▸ 掲載本文
○ ○ ○

ウソツキのマンスリー企画1本目 全
曲ラブソングで挑んだ“初ワンマンの
地”下北沢MOSAiC

USOTSUKA NIGHT STORIES 2019.6.22 下北沢MOSAiC
ウソツキが6月~8月に3ヶ月連続で行う東京マンスリーワンマンライブ『USOTSUKA NIGHT STORIES』の初回公演が、下北沢MOSAiCにて開催された。このマンスリーライブは3回とも違うコンセプトが掲げられており、6月は「#1 love」、7月は「#2 cosmo」、8月は「#3 party」。いわゆるリリースツアーとは一味違ったセットリストになるであろうと期待に胸が高鳴る。さらに下北沢MOSAiCと言えば、2014年4月1日にウソツキが初めてワンマンライブを開催した会場であることから、当然メンバーにとって思い入れも格別なはず。開催発表時点からファンの間で大きな話題となっていた。
ウソツキ 撮影=山野浩司
開演時間を少し過ぎた頃、客電が消えSEが流れると、メンバーが一人ずつステージに登場。SEに重なるように鳴らされたギターフレーズは、デビューミニアルバムの1曲目である「金星人に恋をした」だ。やはりこの会場で聴く「金星人に恋をした」には、特別な想いを感じた方も多いのではないだろうか。
ウソツキ 撮影=山野浩司
立て続けに「ボーイミーツガール」「夏の亡霊」を演奏した後、竹田昌和(Vo/Gt)が、「ようこそ!『USOTSUKA NIGHT STORIES #1 love編』が始まりました! 今日は全曲ラブソングをやろうと思っています!」とこの日のコンセプトを伝える。そして早くも“ラブソングのウソツキ”を決定付けた「一生分のラブレター」を披露して、会場の熱を一気に上げた。爽やかで切ない「春風と風鈴」、そして新たなイントロのアレンジが施された「心入居」と、藤井浩太(Ba)と林山拓斗(Dr)のリズム隊によるシンプルながらもファンキーなグルーヴで聴かせるミディアムチューンが心地良い。また「心入居」の後半では、サポートギター・小林広樹のエモーショナルなギターソロが炸裂。それにノせられるようにバンド全体がどんどん高まっていく様は鳥肌モノであった。

○ ○ ○

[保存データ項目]
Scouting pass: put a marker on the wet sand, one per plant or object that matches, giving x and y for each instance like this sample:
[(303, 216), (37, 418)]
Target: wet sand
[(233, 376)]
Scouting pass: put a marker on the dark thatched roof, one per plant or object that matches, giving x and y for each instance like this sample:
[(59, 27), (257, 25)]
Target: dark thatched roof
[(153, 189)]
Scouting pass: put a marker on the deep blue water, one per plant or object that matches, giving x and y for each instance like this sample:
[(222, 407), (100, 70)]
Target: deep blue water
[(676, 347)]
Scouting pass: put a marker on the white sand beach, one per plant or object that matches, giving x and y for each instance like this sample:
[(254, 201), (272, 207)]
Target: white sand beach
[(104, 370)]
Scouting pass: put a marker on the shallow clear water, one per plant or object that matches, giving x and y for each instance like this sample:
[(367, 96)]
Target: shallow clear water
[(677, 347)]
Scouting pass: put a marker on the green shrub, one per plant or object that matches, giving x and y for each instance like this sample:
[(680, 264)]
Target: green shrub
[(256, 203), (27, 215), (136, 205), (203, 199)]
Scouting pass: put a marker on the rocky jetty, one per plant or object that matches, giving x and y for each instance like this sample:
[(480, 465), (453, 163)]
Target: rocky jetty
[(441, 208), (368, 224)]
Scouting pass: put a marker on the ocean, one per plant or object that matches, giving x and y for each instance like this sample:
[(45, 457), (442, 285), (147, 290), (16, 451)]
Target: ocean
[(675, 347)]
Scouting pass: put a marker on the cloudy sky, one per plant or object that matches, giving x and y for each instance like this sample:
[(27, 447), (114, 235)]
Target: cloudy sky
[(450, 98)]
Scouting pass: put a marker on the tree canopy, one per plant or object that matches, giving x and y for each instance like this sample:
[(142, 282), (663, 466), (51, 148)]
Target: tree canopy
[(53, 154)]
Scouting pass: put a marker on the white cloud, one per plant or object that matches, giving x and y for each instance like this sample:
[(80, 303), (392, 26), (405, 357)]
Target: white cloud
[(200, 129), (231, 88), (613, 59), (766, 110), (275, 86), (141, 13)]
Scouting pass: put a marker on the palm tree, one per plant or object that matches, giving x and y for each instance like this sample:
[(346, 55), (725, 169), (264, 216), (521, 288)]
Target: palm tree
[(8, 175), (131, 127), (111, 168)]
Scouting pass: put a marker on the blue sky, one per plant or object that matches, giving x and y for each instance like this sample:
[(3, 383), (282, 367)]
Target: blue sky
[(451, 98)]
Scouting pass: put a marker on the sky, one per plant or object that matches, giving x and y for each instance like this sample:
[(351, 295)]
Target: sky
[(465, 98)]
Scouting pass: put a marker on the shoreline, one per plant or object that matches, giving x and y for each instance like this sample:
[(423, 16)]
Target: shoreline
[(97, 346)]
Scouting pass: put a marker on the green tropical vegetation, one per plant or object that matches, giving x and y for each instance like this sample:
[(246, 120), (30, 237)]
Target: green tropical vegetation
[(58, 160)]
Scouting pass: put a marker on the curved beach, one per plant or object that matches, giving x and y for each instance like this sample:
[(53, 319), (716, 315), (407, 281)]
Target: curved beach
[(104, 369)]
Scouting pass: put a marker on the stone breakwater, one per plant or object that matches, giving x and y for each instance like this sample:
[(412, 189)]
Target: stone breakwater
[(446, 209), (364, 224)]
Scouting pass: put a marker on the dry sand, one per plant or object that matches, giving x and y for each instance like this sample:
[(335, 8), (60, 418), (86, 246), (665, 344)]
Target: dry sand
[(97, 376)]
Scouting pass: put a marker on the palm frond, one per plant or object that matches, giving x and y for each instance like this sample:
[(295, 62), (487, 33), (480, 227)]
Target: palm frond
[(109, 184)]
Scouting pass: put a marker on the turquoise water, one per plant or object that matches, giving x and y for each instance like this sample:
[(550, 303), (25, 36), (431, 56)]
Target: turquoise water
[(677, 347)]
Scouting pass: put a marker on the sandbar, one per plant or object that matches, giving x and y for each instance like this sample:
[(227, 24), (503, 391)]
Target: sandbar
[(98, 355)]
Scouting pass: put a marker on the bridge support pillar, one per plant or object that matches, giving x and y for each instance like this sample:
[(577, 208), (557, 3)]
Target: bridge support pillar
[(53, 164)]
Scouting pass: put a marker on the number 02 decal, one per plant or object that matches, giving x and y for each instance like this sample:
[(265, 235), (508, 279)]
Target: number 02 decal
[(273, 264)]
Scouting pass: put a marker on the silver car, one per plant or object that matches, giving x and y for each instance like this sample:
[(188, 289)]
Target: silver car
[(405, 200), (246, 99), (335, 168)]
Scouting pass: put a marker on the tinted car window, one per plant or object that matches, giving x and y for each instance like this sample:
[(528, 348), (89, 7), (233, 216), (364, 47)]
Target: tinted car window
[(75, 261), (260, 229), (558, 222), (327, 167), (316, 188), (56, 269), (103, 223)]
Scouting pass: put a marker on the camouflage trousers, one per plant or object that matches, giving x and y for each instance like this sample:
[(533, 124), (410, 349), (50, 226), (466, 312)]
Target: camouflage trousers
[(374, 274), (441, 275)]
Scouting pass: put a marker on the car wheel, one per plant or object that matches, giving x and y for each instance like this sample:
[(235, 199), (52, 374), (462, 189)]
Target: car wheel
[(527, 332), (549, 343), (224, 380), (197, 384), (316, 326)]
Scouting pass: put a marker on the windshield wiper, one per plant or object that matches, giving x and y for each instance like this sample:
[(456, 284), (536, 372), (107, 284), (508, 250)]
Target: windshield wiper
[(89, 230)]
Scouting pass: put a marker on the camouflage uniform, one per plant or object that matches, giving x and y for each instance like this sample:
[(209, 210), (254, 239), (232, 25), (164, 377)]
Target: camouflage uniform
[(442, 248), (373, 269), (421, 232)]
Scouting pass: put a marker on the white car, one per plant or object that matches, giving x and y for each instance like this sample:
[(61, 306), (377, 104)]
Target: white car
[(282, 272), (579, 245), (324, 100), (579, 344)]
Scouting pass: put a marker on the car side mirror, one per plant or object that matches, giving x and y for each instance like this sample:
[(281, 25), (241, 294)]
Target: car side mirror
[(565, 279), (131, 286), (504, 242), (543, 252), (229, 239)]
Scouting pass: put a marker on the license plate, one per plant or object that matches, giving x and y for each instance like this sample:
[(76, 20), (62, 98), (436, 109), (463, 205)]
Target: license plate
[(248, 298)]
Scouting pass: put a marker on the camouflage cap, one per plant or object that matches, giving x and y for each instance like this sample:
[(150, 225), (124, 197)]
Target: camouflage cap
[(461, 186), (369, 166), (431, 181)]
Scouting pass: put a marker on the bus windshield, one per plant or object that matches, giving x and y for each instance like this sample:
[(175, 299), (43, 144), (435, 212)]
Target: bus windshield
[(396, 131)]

○ ○ ○

▸ 指示
ライブレポートの「ウソツキのマンスリー企画1本目 全」から「方も多いのではないだろうか。」までを、一字一句変えずにそのまま返してもらえますか。

▸ 応答
ウソツキのマンスリー企画1本目 全
曲ラブソングで挑んだ“初ワンマンの
地”下北沢MOSAiC

USOTSUKA NIGHT STORIES 2019.6.22 下北沢MOSAiC
ウソツキが6月~8月に3ヶ月連続で行う東京マンスリーワンマンライブ『USOTSUKA NIGHT STORIES』の初回公演が、下北沢MOSAiCにて開催された。このマンスリーライブは3回とも違うコンセプトが掲げられており、6月は「#1 love」、7月は「#2 cosmo」、8月は「#3 party」。いわゆるリリースツアーとは一味違ったセットリストになるであろうと期待に胸が高鳴る。さらに下北沢MOSAiCと言えば、2014年4月1日にウソツキが初めてワンマンライブを開催した会場であることから、当然メンバーにとって思い入れも格別なはず。開催発表時点からファンの間で大きな話題となっていた。
ウソツキ 撮影=山野浩司
開演時間を少し過ぎた頃、客電が消えSEが流れると、メンバーが一人ずつステージに登場。SEに重なるように鳴らされたギターフレーズは、デビューミニアルバムの1曲目である「金星人に恋をした」だ。やはりこの会場で聴く「金星人に恋をした」には、特別な想いを感じた方も多いのではないだろうか。